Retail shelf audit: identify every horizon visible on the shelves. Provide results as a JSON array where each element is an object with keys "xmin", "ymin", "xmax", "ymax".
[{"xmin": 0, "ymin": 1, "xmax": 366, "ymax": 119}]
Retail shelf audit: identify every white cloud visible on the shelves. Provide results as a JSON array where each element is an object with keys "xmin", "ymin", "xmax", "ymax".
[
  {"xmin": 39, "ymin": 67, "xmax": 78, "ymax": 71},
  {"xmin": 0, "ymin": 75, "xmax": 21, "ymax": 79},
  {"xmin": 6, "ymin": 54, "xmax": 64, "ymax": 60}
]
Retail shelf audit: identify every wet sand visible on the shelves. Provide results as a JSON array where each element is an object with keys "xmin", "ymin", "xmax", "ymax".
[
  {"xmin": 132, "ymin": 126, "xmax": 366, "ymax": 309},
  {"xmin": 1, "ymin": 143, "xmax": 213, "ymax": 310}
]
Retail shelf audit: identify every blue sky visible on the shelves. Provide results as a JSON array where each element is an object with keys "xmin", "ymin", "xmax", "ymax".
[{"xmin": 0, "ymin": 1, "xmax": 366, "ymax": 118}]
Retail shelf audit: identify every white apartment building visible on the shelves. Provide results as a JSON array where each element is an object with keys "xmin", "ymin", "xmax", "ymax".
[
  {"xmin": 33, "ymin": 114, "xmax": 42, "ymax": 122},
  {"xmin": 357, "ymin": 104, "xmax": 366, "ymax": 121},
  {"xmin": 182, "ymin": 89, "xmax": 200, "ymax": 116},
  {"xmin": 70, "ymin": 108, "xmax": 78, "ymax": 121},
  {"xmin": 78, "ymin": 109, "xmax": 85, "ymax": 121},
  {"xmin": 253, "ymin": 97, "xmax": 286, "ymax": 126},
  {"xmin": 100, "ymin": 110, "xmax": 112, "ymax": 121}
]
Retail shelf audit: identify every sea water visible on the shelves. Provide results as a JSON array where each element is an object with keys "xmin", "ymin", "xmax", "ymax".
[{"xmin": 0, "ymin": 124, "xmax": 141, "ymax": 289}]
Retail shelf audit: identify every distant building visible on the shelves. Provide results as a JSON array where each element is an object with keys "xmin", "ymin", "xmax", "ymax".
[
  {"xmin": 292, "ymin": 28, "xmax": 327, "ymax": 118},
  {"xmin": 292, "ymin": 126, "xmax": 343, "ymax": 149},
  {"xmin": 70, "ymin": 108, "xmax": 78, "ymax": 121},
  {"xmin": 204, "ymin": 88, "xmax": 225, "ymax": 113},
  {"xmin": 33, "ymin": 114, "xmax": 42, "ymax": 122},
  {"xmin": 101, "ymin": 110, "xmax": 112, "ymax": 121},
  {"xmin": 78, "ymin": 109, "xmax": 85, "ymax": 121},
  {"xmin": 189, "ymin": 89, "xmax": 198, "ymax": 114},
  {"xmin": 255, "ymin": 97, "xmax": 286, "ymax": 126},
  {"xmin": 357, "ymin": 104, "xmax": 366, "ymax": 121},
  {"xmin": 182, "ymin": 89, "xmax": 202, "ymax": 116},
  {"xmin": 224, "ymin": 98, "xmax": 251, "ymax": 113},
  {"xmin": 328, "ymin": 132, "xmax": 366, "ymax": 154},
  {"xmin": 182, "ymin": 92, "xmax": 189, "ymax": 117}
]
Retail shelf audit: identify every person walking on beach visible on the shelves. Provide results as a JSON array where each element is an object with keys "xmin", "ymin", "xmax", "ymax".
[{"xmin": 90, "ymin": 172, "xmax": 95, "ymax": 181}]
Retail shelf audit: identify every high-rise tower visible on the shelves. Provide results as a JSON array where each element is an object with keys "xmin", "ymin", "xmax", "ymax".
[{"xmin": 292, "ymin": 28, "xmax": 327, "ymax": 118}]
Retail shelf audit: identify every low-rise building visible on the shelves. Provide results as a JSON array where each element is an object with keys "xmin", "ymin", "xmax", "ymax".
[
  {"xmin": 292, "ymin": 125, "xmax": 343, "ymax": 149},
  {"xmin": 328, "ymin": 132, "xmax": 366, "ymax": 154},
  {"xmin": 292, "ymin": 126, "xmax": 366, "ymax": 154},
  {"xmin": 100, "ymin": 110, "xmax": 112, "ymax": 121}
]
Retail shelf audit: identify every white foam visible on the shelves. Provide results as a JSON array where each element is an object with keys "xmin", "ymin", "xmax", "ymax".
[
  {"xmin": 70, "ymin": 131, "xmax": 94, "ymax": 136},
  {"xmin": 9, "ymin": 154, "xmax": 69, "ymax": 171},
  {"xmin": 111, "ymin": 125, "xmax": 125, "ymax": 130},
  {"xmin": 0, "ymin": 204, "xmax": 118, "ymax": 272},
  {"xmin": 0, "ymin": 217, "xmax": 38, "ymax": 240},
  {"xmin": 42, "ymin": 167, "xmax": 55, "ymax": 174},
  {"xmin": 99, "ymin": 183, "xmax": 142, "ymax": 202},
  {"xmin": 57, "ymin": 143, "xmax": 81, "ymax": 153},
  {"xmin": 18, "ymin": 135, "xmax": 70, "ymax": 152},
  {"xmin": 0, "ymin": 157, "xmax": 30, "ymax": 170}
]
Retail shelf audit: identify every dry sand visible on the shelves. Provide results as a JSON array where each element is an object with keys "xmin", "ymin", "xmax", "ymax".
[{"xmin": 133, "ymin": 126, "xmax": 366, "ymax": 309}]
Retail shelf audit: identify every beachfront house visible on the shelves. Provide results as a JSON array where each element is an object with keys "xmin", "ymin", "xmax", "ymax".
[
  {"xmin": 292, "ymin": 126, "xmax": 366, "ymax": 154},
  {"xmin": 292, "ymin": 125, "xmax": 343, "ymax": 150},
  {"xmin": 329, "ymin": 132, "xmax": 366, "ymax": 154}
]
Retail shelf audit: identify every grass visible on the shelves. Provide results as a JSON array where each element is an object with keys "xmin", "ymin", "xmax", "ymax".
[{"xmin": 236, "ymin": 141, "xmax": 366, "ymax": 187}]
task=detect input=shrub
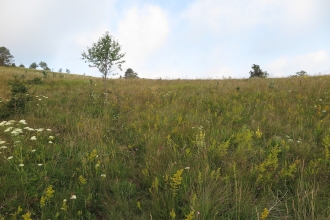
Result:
[0,75,31,119]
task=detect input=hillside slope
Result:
[0,68,330,219]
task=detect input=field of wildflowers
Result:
[0,67,330,220]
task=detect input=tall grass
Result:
[0,68,330,219]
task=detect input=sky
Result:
[0,0,330,79]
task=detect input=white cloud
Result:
[182,0,323,34]
[266,50,330,77]
[118,5,170,69]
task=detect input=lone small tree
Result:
[250,64,268,78]
[124,68,139,79]
[39,61,50,70]
[0,47,14,66]
[81,32,125,101]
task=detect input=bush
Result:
[250,64,268,78]
[0,75,31,119]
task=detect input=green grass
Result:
[0,68,330,219]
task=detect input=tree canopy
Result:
[81,32,125,79]
[81,32,125,101]
[0,47,14,66]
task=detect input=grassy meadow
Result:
[0,67,330,220]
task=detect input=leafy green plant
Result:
[0,75,31,119]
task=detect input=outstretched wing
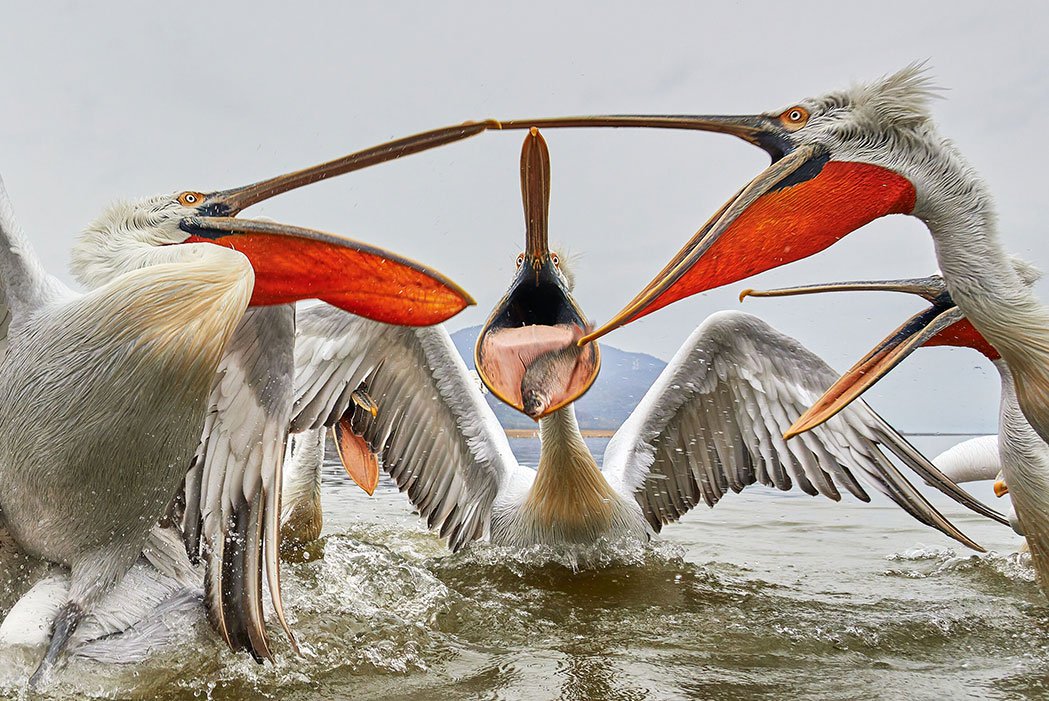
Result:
[603,312,1005,549]
[185,304,295,658]
[292,305,522,550]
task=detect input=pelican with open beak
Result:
[474,129,601,421]
[741,259,1049,595]
[283,130,1004,562]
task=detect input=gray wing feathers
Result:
[186,305,295,657]
[292,306,519,550]
[603,312,994,545]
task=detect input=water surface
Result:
[0,437,1032,700]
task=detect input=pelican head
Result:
[72,123,490,325]
[740,258,1040,439]
[474,129,600,420]
[501,65,960,341]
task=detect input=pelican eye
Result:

- GOAL OF THE EXERCISE: Rewrite all of the items above, replacing "Retail shelf audit" with "Store inventory check" and leaving everything else unchanged. Leave the pictures out.

- OUTPUT:
Store inventory check: identify every horizon visible on the shelves. Provide results as a JSON array where each element is an object with keys "xmin", "ymin", "xmax", "ymax".
[{"xmin": 0, "ymin": 1, "xmax": 366, "ymax": 119}]
Store inventory check: identify every white cloud visible on the shelves. Provide results as a JSON array where each element is an object with keys "xmin", "ymin", "xmax", "ymax".
[
  {"xmin": 39, "ymin": 67, "xmax": 78, "ymax": 71},
  {"xmin": 0, "ymin": 75, "xmax": 21, "ymax": 79},
  {"xmin": 6, "ymin": 54, "xmax": 64, "ymax": 60}
]
Store inventory check: identify every wet sand visible on the shelves. Provide results as a JSON array where each element is an object with keys "xmin", "ymin", "xmax", "ymax".
[
  {"xmin": 132, "ymin": 126, "xmax": 366, "ymax": 309},
  {"xmin": 1, "ymin": 143, "xmax": 213, "ymax": 310}
]
Store inventory check: identify every blue sky visible on the shelves. Provide results as a JSON array where each element is an object with keys "xmin", "ymin", "xmax", "ymax".
[{"xmin": 0, "ymin": 1, "xmax": 366, "ymax": 118}]
Store inventory check: identify every white apartment building visible on the shelves. Provide results as a JSON array where each element is an object with keys "xmin", "ymin", "xmax", "ymax".
[
  {"xmin": 33, "ymin": 114, "xmax": 42, "ymax": 122},
  {"xmin": 357, "ymin": 104, "xmax": 366, "ymax": 121},
  {"xmin": 182, "ymin": 89, "xmax": 200, "ymax": 116},
  {"xmin": 70, "ymin": 108, "xmax": 78, "ymax": 121},
  {"xmin": 78, "ymin": 109, "xmax": 85, "ymax": 121},
  {"xmin": 253, "ymin": 97, "xmax": 286, "ymax": 126},
  {"xmin": 100, "ymin": 110, "xmax": 112, "ymax": 121}
]
Store inventory check: identify every sea water visible on the shelves. Provide results as a JSON array where each element is an object with keys "xmin", "ymin", "xmax", "ymax".
[{"xmin": 0, "ymin": 124, "xmax": 141, "ymax": 289}]
Store inventory check: identify every distant building visible on the shelves. Provide results as a JSON array where each element is an object with keys "xmin", "ymin", "xmax", "ymax".
[
  {"xmin": 292, "ymin": 28, "xmax": 327, "ymax": 118},
  {"xmin": 292, "ymin": 126, "xmax": 343, "ymax": 149},
  {"xmin": 70, "ymin": 108, "xmax": 78, "ymax": 121},
  {"xmin": 204, "ymin": 88, "xmax": 225, "ymax": 113},
  {"xmin": 33, "ymin": 114, "xmax": 42, "ymax": 122},
  {"xmin": 101, "ymin": 110, "xmax": 112, "ymax": 121},
  {"xmin": 78, "ymin": 109, "xmax": 85, "ymax": 121},
  {"xmin": 189, "ymin": 89, "xmax": 198, "ymax": 114},
  {"xmin": 255, "ymin": 97, "xmax": 286, "ymax": 126},
  {"xmin": 357, "ymin": 104, "xmax": 366, "ymax": 121},
  {"xmin": 182, "ymin": 89, "xmax": 202, "ymax": 116},
  {"xmin": 224, "ymin": 98, "xmax": 251, "ymax": 113},
  {"xmin": 328, "ymin": 132, "xmax": 366, "ymax": 154},
  {"xmin": 182, "ymin": 92, "xmax": 189, "ymax": 117}
]
Store inventory check: identify every person walking on beach visible on the shelves. Provide results as a JSON array where each element is an object with keys "xmin", "ymin", "xmax", "ymax".
[{"xmin": 90, "ymin": 172, "xmax": 95, "ymax": 181}]
Store inventory check: identify every high-rise tower visible on the shelves. Provide results as a JSON array where each element is an object with keys "xmin", "ymin", "xmax", "ymax".
[{"xmin": 292, "ymin": 28, "xmax": 327, "ymax": 118}]
Store inventory check: identify every low-rise building visible on the shelves. Provide results as a JSON array where each element is an object with keys "xmin", "ymin", "xmax", "ymax".
[
  {"xmin": 292, "ymin": 125, "xmax": 343, "ymax": 149},
  {"xmin": 328, "ymin": 132, "xmax": 366, "ymax": 154},
  {"xmin": 292, "ymin": 126, "xmax": 366, "ymax": 154},
  {"xmin": 100, "ymin": 110, "xmax": 112, "ymax": 121}
]
Store inventory check: identify every white foam visible on the shelves. Provide results as a JSON array where each element is an object with keys "xmin", "ymin", "xmax", "ymax".
[
  {"xmin": 70, "ymin": 131, "xmax": 94, "ymax": 136},
  {"xmin": 9, "ymin": 154, "xmax": 69, "ymax": 171},
  {"xmin": 111, "ymin": 125, "xmax": 125, "ymax": 130},
  {"xmin": 0, "ymin": 204, "xmax": 118, "ymax": 272},
  {"xmin": 0, "ymin": 217, "xmax": 38, "ymax": 240},
  {"xmin": 42, "ymin": 167, "xmax": 55, "ymax": 174},
  {"xmin": 99, "ymin": 183, "xmax": 142, "ymax": 202},
  {"xmin": 57, "ymin": 143, "xmax": 81, "ymax": 153},
  {"xmin": 18, "ymin": 135, "xmax": 70, "ymax": 152},
  {"xmin": 0, "ymin": 157, "xmax": 30, "ymax": 170}
]
Store inventory check: identify every dry sand visible on the shelves. Provide results as a JSON array where each element is an object with keys "xmin", "ymin", "xmax", "ymax".
[{"xmin": 133, "ymin": 126, "xmax": 366, "ymax": 309}]
Store inventory check: identify every beachfront house visible on the shelves. Provide results as a JSON array where each element is an object with keys "xmin", "ymin", "xmax", "ymax".
[
  {"xmin": 292, "ymin": 126, "xmax": 366, "ymax": 154},
  {"xmin": 292, "ymin": 125, "xmax": 343, "ymax": 150},
  {"xmin": 329, "ymin": 132, "xmax": 366, "ymax": 154}
]
Store inventory check: identify every grass visible on the shelves. Provide results as a JSON array where each element is an object with keys "xmin", "ymin", "xmax", "ymax".
[{"xmin": 236, "ymin": 141, "xmax": 366, "ymax": 187}]
task=detect input=shrub
Result:
[0,75,31,119]
task=detect input=hillside slope
Result:
[0,68,330,219]
task=detect input=field of wildflowers
Result:
[0,67,330,220]
task=detect input=tall grass
Result:
[0,68,330,219]
task=detect input=sky
Result:
[0,0,330,79]
task=detect input=white cloud
Result:
[182,0,323,34]
[266,50,330,77]
[118,5,170,69]
task=detect input=lone small tree
Result:
[250,64,268,78]
[124,68,139,79]
[39,61,50,70]
[0,47,14,66]
[81,32,125,101]
task=detect input=bush
Result:
[250,64,268,78]
[0,75,31,119]
task=detect input=green grass
Result:
[0,68,330,219]
task=detect input=tree canopy
Result:
[81,32,125,79]
[81,32,125,101]
[0,47,14,66]
task=detect input=grassy meadow
Result:
[0,67,330,220]
task=detect input=leafy green plant
Result:
[0,75,31,119]
task=detect input=outstretched wing
Result:
[603,312,1005,549]
[185,304,295,658]
[292,305,522,550]
task=detect input=pelican with open beak
Result:
[474,129,601,421]
[741,259,1049,595]
[283,130,1004,562]
task=detect input=gray wing feathers
Result:
[186,305,295,657]
[292,306,519,550]
[603,312,994,545]
task=detect input=water surface
Result:
[0,437,1032,700]
task=detect input=pelican head
Result:
[72,123,490,325]
[740,258,1040,439]
[474,129,600,420]
[501,65,960,341]
task=detect input=pelican eye
Result:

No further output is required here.